## DATASET

----

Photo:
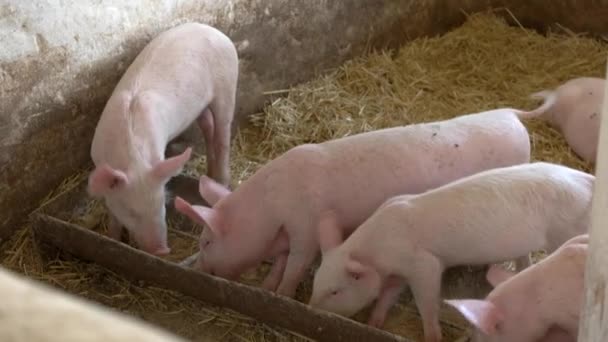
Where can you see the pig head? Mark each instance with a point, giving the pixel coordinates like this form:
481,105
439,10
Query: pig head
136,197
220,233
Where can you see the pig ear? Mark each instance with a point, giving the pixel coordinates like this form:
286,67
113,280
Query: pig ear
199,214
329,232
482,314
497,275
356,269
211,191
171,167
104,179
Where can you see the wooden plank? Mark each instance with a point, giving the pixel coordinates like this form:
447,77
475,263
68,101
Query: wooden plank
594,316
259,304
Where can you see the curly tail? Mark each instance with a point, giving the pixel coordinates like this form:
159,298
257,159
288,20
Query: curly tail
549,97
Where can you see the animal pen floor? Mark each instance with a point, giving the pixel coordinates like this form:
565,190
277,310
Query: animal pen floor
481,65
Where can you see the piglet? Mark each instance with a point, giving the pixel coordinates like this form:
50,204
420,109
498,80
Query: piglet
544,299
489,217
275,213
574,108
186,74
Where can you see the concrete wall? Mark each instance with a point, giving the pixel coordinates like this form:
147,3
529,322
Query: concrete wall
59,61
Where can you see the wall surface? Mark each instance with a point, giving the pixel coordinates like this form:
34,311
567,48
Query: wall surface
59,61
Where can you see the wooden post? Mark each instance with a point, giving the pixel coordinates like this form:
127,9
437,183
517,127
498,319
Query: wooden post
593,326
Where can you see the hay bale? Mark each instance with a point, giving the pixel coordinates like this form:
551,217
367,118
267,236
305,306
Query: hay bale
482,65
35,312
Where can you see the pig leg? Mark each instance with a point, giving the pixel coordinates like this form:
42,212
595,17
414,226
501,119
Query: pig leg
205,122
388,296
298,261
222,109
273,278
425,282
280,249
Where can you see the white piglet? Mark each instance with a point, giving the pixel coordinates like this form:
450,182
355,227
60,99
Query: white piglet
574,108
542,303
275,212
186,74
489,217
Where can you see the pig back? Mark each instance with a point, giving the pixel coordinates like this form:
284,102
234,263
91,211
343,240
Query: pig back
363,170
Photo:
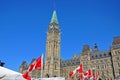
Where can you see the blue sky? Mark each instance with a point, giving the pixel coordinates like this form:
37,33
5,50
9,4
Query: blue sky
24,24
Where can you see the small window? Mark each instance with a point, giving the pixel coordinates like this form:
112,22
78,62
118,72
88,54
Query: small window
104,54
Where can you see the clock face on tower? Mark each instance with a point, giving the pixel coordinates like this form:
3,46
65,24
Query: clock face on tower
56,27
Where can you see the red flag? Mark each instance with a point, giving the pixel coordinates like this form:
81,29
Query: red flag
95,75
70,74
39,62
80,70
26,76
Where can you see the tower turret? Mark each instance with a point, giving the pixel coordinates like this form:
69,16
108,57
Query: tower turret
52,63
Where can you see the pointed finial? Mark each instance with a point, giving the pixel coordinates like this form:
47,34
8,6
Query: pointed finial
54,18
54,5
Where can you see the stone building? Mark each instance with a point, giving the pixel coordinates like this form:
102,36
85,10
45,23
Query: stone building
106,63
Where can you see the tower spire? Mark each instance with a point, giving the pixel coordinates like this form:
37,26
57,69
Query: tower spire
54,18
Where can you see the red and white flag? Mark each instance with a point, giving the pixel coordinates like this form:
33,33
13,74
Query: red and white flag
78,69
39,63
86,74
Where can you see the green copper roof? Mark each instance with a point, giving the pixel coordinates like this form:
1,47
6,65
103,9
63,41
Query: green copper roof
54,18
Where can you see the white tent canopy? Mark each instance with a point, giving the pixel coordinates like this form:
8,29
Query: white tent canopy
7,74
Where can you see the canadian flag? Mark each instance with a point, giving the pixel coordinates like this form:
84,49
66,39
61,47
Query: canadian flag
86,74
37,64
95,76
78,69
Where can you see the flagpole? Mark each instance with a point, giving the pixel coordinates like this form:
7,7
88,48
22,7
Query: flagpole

----

## ASSIGNMENT
Copy out each line of the entries where the word "flagpole" is found.

## RESULT
Where can you see the flagpole? Mark each instance with a point, giving the pixel coordinates like this form:
Query: flagpole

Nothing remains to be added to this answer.